■ **Brief 1**: For the passage on Jane Mary of the Cross, decide whether each statement agrees with it: (a) She was born in 1603. (b) She received Holy Communion once a week. (c) Emperor Leopold I came to her alone. Answer yes or no for each and quote the deciding words of the passage.
■ **Brief 2**: Rewrite the passage on Jane Mary of the Cross between "Worn out in" and "not been concluded.", inclusive, replacing "countenance" with "face".

--- Supplied passage ---

Search This Blog

Tuesday, June 4, 2013

Venerable Jane Mary of the Cross, Poor Clare nun

(I couldn't find any likeness of Ven. Jane Mary of the Cross.)

In the seventeenth century there lived at Roveredo in Tyrol the estimable abbess of the Poor Clare monastery, Jane Mary of the Cross, who was born in 1603. Even before her entrance into religion, she had surrendered herself to her Divine Savior in such perfect charity that He espoused Himself to her with the bridal ring, as He had done on another occasion to St Catharine of Siena. In fasting and mortification, Jane led so austere a life in the convent that for several years the amount of food she ate week by week was so meager that it could readily be held in the hollow of one hand. Holy Communion, which she received daily, seemed to be the only nourishment not only of her soul but of her body. During her administration the community flourished in every possible way; she established another house in Borgo in the diocese of Trent.

Jane was known far and wide for the divine inspirations with which God favored her, and persons of every state in life came to ask her advice in serious matters. Even Emperor Leopold I came to the abbess of Roveredo with his wife, in order to seek counsel in matters of conscience.

When Jane Mary had any spare time, it was spent in profound meditation, generally on the bitter Passion and Death of Christ. Just how intimately she was united with her suffering Savior during these periods, Our Lord wished to indicate in a visible manner by allowing a crown of thorns to grow out of her head. He caused her also to share with Him the disgrace heaped upon Him. She was slandered and persecuted, was subjected to the most embarrassing investigations, and along with all this, had to endure the most painful maladies. But she bore everything with heroic patience and the desire to suffer still more.
A few days before her death, Our Lord favored her with the stigmata. The marks were visible after her death, and were still red and bleeding in her hands and feet. The wound in her side was so deep that her heart could be seen through it.

Worn out in body, but aglow in spirit with the desire for God, Jane Mary of the Cross died on March 25, 1675, at the age of seventy-two. As her body lay in state, her countenance appeared in the freshness of youth like that of a growing young girl. Shortly after her death the process of her beatification was begun, but as yet it has not been concluded.

--- Provided information ---

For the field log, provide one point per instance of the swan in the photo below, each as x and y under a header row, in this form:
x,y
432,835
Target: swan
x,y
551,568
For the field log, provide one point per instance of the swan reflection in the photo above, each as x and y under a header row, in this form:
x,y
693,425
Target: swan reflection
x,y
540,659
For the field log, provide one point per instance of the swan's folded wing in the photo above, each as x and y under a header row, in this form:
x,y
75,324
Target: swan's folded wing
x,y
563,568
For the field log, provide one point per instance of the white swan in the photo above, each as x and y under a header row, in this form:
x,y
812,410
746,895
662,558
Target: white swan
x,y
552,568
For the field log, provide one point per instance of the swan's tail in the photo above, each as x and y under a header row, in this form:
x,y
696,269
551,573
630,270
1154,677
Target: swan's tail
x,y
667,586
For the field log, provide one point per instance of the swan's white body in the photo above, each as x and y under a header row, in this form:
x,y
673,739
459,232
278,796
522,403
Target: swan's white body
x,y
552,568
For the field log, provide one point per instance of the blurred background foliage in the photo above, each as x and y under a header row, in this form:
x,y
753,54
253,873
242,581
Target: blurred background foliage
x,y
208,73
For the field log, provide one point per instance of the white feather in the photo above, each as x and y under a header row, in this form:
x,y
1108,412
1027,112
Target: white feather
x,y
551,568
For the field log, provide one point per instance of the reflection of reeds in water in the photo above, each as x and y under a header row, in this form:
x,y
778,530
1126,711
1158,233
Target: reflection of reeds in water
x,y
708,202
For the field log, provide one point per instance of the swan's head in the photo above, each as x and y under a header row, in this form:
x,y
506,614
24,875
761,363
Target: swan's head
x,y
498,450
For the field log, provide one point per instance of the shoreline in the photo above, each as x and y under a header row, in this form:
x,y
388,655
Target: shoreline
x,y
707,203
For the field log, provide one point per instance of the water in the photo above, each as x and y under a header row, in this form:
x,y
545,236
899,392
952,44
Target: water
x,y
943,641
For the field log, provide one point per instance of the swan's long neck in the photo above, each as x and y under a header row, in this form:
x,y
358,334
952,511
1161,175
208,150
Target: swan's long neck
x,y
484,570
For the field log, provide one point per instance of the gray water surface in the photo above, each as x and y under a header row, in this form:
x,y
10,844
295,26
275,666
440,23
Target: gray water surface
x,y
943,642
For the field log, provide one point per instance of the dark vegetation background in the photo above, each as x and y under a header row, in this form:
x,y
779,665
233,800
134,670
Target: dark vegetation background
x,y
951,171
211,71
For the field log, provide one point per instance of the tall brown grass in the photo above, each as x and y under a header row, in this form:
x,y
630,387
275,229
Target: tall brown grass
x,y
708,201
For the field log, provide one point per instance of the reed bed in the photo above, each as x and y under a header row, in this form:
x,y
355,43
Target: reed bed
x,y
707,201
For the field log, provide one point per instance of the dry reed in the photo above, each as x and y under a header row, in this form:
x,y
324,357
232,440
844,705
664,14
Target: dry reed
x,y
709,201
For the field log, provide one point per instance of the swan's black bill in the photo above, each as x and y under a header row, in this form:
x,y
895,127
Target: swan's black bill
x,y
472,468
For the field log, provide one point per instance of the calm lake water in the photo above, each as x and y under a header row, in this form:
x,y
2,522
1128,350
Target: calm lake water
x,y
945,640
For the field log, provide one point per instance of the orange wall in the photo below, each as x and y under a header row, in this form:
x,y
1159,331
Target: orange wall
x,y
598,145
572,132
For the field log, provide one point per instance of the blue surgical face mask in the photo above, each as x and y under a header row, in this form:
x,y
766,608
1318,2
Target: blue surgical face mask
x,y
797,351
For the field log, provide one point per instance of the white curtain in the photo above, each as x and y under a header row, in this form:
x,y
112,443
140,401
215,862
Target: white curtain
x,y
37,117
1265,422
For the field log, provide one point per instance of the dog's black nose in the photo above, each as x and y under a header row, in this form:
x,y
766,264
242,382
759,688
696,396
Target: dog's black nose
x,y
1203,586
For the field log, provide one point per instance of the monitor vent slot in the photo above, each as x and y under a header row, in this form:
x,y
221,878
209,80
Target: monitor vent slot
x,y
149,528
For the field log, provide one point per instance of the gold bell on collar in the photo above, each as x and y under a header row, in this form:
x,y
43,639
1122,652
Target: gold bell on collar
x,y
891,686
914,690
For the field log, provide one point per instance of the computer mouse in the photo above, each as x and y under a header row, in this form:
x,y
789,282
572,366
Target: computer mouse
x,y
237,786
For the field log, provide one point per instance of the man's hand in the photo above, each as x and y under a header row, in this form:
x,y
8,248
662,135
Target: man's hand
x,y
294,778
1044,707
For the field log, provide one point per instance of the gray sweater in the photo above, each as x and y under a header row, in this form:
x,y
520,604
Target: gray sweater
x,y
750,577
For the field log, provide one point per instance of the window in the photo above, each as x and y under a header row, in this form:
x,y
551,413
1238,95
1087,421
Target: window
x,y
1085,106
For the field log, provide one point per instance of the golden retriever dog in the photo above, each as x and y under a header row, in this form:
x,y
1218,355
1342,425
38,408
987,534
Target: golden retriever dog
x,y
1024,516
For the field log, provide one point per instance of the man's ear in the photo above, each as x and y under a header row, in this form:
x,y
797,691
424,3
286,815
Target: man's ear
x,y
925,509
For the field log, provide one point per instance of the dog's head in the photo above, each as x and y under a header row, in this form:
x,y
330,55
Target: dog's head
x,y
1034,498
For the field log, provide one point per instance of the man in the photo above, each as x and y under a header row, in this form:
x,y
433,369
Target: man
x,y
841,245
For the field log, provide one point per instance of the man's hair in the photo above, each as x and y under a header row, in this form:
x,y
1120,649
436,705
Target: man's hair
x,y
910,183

---

■ **Answer space 1**:
(a) Yes: "who was born in 1603"
(b) No: "Holy Communion, which she received daily"
(c) No: "Even Emperor Leopold I came to the abbess of Roveredo with his wife"

■ **Answer space 2**:
Worn out in body, but aglow in spirit with the desire for God, Jane Mary of the Cross died on March 25, 1675, at the age of seventy-two. As her body lay in state, her face appeared in the freshness of youth like that of a growing young girl. Shortly after her death the process of her beatification was begun, but as yet it has not been concluded.